EXERCISE
Please retype the listing below exactly as it stands, skipping any pictures.

SOURCE DATA Start Marker

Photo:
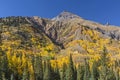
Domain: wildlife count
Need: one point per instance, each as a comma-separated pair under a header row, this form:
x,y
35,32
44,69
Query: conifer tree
x,y
86,71
80,72
63,73
47,73
70,70
103,61
38,68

SOURCE DATA End Marker

ANSWER SECTION
Photo:
Domain: wildlife count
Need: one point per instance, each as a comma-separated pair under a header row, this form:
x,y
35,32
44,69
Query: conifer tree
x,y
86,71
80,72
63,73
47,73
70,70
103,61
38,68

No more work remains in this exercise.